A steady-state direct current (DC) is flowing from the batteries to the bulb as the switch contacts begin to move.  At the last microscopic points of electrical contact, the current density becomes high enough that portions of the metallic surfaces actually melt due to resistive heating; and a liquid metal vapor plasma state continues the electrical conducting path as the contacts physically part.  As the contacts pull further apart to distances of several microns (one micron = 10^-6 meters), electrons from the contact into which the current is flowing, the cathode contact, are emitted into the intercontact space region due to thermal emission (they boil off) and field emission (they are ripped from the cathode metal by electrostatic attraction forces).

A portion of these electrons emitted from the cathode collide with air molecules within the contact gap and ionize the molecules. This frees still more electrons, which in turn ionize still more air molecules.  This self-perpetuating action is an electrical breakdown phenomenon commonly referred to as an arc.  It is the arc which enables the switch to open the circuit.  The arc forms just as the contacts part, and continues to conduct the circuit current as the contacts move further and further apart.

The voltage drop across the arc – which is proportional to the arc length and inversely proportional to the arc cross-sectional size – is in series with the voltages in the circuit loop which contains the switch.  The arc voltage grows as the arc is lengthened by the physical movement of the contacts, and the arc cross-section is diminished as the arc is cooled by contact with un-ionized air molecules.

The arc voltage in low voltage DC circuits grows at such a rate that it soon exceeds, or at least matches, the source voltage in the circuit (in a flashlight the initial arc voltage exceeds the battery voltage).  When this occurs, the circuit current is driven to zero in short order.  All circuits contain a small but finite inductance, so the current cannot be driven to zero instantaneously.  When the current does reach zero, no further arc ionization takes place, and the arc is cooled even more rapidly, since it has no energy input.  If it is cooled momentarily to such a state that it is no longer a conducting medium, then the interruption process is complete and the circuit has been opened.  It is important to remember that it is the arc that forces the current to zero.  The opening of the switch forms the arc, but it is the arc which enables the circuit to be interrupted.

A switch or circuit interruption device which is intended to open alternating current (AC) circuits has a somewhat easier chore than its DC counterpart.  In AC circuits, there is no need to force a current-zero condition.  Since the current alternates about zero already, there is a natural current-zero twice in each AC cycle.  Any arc which forms in an AC switching device does not have to be stretched and cooled to the extent that the arc voltage exceeds the magnitude of the circuit source voltage.   However, this can be done if one wishes to limit the magnitude of an overcurrent by driving it down to an unnatural current-zero.

* Material provided
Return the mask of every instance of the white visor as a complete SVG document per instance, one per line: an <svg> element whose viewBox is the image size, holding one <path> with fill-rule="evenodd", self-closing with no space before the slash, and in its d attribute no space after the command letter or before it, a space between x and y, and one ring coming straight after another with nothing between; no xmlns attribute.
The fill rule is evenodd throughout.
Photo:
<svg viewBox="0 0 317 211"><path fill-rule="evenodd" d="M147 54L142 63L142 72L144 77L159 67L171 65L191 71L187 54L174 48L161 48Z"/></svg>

* What needs to be done
In the text on switch arcing, how many natural current-zeros occur in each AC cycle?

* Correct response
Two.